-- Begin EXTRACTED DATA --

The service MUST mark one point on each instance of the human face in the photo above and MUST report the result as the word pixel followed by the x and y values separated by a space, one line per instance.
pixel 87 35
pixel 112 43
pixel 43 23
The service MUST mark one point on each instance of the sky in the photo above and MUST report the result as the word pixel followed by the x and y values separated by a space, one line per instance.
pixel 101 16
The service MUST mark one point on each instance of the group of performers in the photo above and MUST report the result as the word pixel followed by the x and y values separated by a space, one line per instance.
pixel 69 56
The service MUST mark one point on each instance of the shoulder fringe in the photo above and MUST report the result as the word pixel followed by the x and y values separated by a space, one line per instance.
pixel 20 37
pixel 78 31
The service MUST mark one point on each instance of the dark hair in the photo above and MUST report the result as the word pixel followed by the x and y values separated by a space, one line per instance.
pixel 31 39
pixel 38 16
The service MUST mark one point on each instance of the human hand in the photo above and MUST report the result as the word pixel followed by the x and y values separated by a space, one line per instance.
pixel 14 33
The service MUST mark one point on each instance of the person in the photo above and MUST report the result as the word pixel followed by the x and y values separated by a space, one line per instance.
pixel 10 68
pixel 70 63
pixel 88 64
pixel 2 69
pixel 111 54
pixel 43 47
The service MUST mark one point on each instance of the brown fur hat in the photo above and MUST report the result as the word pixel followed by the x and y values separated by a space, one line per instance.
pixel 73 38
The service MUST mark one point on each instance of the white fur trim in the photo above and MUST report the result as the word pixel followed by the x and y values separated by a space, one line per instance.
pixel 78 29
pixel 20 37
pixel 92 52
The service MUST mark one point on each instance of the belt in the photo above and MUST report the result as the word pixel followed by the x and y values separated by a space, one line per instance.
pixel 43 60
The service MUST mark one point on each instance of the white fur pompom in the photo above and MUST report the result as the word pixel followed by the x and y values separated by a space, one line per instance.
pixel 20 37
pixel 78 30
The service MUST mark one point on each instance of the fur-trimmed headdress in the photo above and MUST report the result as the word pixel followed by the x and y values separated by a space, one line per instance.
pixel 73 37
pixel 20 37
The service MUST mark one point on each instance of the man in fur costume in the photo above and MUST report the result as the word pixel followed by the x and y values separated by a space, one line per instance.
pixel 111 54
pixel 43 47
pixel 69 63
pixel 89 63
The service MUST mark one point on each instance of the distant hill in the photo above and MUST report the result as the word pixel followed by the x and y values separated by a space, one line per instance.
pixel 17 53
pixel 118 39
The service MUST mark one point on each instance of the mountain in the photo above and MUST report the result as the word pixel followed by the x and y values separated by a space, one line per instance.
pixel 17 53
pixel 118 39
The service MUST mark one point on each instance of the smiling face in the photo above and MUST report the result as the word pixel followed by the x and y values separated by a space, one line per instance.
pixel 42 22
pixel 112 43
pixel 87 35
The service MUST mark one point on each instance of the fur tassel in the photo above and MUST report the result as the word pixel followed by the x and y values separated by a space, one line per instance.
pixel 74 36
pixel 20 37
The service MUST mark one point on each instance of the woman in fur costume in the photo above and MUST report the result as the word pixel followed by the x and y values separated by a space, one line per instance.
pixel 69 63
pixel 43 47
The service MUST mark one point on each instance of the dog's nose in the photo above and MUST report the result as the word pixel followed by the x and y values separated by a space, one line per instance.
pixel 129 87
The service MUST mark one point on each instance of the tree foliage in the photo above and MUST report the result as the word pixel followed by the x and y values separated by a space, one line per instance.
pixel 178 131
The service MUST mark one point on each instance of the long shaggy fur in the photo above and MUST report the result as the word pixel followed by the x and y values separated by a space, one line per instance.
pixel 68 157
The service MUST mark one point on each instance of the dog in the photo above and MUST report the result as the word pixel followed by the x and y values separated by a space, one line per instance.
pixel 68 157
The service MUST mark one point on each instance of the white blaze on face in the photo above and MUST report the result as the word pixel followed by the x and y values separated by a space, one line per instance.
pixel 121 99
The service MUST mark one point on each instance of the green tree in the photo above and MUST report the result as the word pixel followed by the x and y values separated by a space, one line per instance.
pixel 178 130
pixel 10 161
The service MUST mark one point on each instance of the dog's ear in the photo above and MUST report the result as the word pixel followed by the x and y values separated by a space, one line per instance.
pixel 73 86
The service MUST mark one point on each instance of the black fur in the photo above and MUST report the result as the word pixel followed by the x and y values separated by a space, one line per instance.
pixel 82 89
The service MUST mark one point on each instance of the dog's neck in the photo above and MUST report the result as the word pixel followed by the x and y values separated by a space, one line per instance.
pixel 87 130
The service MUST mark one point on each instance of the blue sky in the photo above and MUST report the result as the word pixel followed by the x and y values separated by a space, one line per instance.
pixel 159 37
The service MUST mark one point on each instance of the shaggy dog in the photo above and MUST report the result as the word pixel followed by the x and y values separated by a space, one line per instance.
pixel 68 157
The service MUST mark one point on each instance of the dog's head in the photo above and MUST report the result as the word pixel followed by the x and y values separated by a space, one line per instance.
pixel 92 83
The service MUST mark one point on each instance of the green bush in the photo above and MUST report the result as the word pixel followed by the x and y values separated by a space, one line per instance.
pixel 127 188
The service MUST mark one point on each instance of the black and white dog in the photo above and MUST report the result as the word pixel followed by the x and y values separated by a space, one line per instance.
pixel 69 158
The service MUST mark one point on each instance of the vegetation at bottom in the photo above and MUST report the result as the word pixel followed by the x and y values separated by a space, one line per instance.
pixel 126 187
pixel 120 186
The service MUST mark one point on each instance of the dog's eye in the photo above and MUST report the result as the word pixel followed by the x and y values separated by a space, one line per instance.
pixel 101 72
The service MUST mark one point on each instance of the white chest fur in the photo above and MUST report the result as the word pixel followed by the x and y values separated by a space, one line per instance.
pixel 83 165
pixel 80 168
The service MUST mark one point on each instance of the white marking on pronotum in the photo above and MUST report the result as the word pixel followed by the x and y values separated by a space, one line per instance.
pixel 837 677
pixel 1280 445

-- End EXTRACTED DATA --

(GIVEN PROBLEM)
Can you rewrite every line of the listing above as a JSON list of strings, with one string per line and blank lines left out?

(EXPECTED ANSWER)
[
  "The service MUST mark one point on each instance of the human face in the photo above and MUST report the result as the word pixel followed by the x and y values separated by a space, one line per instance.",
  "pixel 87 35",
  "pixel 112 43",
  "pixel 43 23",
  "The service MUST mark one point on each instance of the sky in the photo above and MUST report the result as the word pixel followed by the x and y values separated by a space, one line per instance.",
  "pixel 101 16",
  "The service MUST mark one point on each instance of the group of performers in the photo above and MUST report the result as the word pixel followed by the x and y values separated by a space, one line per instance.",
  "pixel 69 56",
  "The service MUST mark one point on each instance of the shoulder fringe in the photo above and MUST report the result as the word pixel followed by the x and y values separated by a space, one line per instance.",
  "pixel 20 37",
  "pixel 78 31",
  "The service MUST mark one point on each instance of the dark hair in the photo above and MUST report the result as the word pixel followed by the x and y values separated by a space, one line per instance.",
  "pixel 31 39",
  "pixel 38 16",
  "The service MUST mark one point on each instance of the human hand in the photo above and MUST report the result as the word pixel followed by the x and y values separated by a space, one line per instance.",
  "pixel 14 33",
  "The service MUST mark one point on each instance of the person in the photo above and MUST report the result as the word pixel followed by the x and y values separated by a space, one line per instance.",
  "pixel 10 68",
  "pixel 70 63",
  "pixel 88 64",
  "pixel 2 69",
  "pixel 111 54",
  "pixel 43 47",
  "The service MUST mark one point on each instance of the brown fur hat in the photo above and MUST report the result as the word pixel followed by the x and y values separated by a space, one line per instance.",
  "pixel 73 38",
  "The service MUST mark one point on each instance of the white fur trim in the photo above and MUST report the result as the word pixel followed by the x and y values separated by a space, one line per instance.",
  "pixel 78 29",
  "pixel 20 37",
  "pixel 92 52",
  "The service MUST mark one point on each instance of the belt in the photo above and MUST report the result as the word pixel followed by the x and y values separated by a space, one line per instance.",
  "pixel 43 60",
  "The service MUST mark one point on each instance of the white fur pompom in the photo above and MUST report the result as the word pixel followed by the x and y values separated by a space, one line per instance.",
  "pixel 20 37",
  "pixel 78 30",
  "The service MUST mark one point on each instance of the fur-trimmed headdress in the photo above and MUST report the result as the word pixel followed by the x and y values separated by a space, one line per instance.",
  "pixel 73 37",
  "pixel 20 37",
  "The service MUST mark one point on each instance of the man in fur costume in the photo above and MUST report the result as the word pixel followed by the x and y values separated by a space, one line per instance.",
  "pixel 111 54",
  "pixel 43 47",
  "pixel 69 63",
  "pixel 89 63",
  "The service MUST mark one point on each instance of the distant hill in the photo above and MUST report the result as the word pixel followed by the x and y values separated by a space, one line per instance.",
  "pixel 17 53",
  "pixel 118 39",
  "The service MUST mark one point on each instance of the mountain in the photo above and MUST report the result as the word pixel followed by the x and y values separated by a space, one line per instance.",
  "pixel 17 53",
  "pixel 118 39",
  "The service MUST mark one point on each instance of the smiling face in the photo above and MUST report the result as the word pixel followed by the x and y values separated by a space, one line per instance.",
  "pixel 42 22",
  "pixel 112 43",
  "pixel 87 35",
  "The service MUST mark one point on each instance of the fur tassel in the photo above and MUST report the result as the word pixel followed by the x and y values separated by a space, one line per instance.",
  "pixel 74 36",
  "pixel 20 37",
  "The service MUST mark one point on each instance of the woman in fur costume in the photo above and MUST report the result as the word pixel followed by the x and y values separated by a space, one line per instance.",
  "pixel 69 63",
  "pixel 43 47",
  "The service MUST mark one point on each instance of the dog's nose in the photo above and MUST report the result as the word pixel followed by the x and y values separated by a space, one line per instance.",
  "pixel 129 87",
  "The service MUST mark one point on each instance of the tree foliage in the photo above and MUST report the result as the word pixel followed by the x and y values separated by a space, one line per instance.",
  "pixel 178 131",
  "The service MUST mark one point on each instance of the long shaggy fur in the photo above and MUST report the result as the word pixel followed by the x and y values separated by a space, one line per instance.",
  "pixel 68 157",
  "The service MUST mark one point on each instance of the dog in the photo above and MUST report the result as the word pixel followed by the x and y values separated by a space, one line per instance.",
  "pixel 68 157",
  "The service MUST mark one point on each instance of the white blaze on face in the photo above and MUST report the result as the word pixel followed by the x and y values separated by a space, one line per instance.",
  "pixel 121 99",
  "The service MUST mark one point on each instance of the green tree in the photo above and MUST report the result as the word pixel followed by the x and y values separated by a space, one line per instance.",
  "pixel 178 130",
  "pixel 10 161",
  "The service MUST mark one point on each instance of the dog's ear in the photo above and MUST report the result as the word pixel followed by the x and y values separated by a space, one line per instance.",
  "pixel 73 86",
  "The service MUST mark one point on each instance of the black fur in the photo above and MUST report the result as the word pixel followed by the x and y values separated by a space, one line per instance.",
  "pixel 82 89",
  "The service MUST mark one point on each instance of the dog's neck in the photo above and MUST report the result as the word pixel followed by the x and y values separated by a space, one line per instance.",
  "pixel 87 130",
  "The service MUST mark one point on each instance of the blue sky in the photo above and MUST report the result as the word pixel followed by the x and y values separated by a space, one line per instance.",
  "pixel 159 37",
  "The service MUST mark one point on each instance of the shaggy dog in the photo above and MUST report the result as the word pixel followed by the x and y values separated by a space, one line per instance.",
  "pixel 68 157",
  "The service MUST mark one point on each instance of the dog's head in the photo above and MUST report the result as the word pixel followed by the x and y values separated by a space, one line per instance.",
  "pixel 92 83",
  "The service MUST mark one point on each instance of the green bush in the photo above and MUST report the result as the word pixel followed by the x and y values separated by a space, one line per instance.",
  "pixel 127 188",
  "The service MUST mark one point on each instance of the black and white dog in the photo above and MUST report the result as the word pixel followed by the x and y values separated by a space, one line per instance.",
  "pixel 69 158",
  "The service MUST mark one point on each instance of the vegetation at bottom in the photo above and MUST report the result as the word pixel followed by the x and y values separated by a space, one line per instance.",
  "pixel 126 187",
  "pixel 120 186",
  "The service MUST mark one point on each instance of the dog's eye in the photo above and MUST report the result as the word pixel followed by the x and y values separated by a space, one line per instance.",
  "pixel 101 72",
  "The service MUST mark one point on each instance of the white chest fur in the photo above and MUST report the result as the word pixel followed by the x and y values separated by a space, one line per instance.",
  "pixel 83 165",
  "pixel 80 168",
  "The service MUST mark one point on each instance of the white marking on pronotum in the photo above and MUST report the result as the word pixel followed by the x and y values separated by a space, one line per instance.",
  "pixel 837 677",
  "pixel 1280 445"
]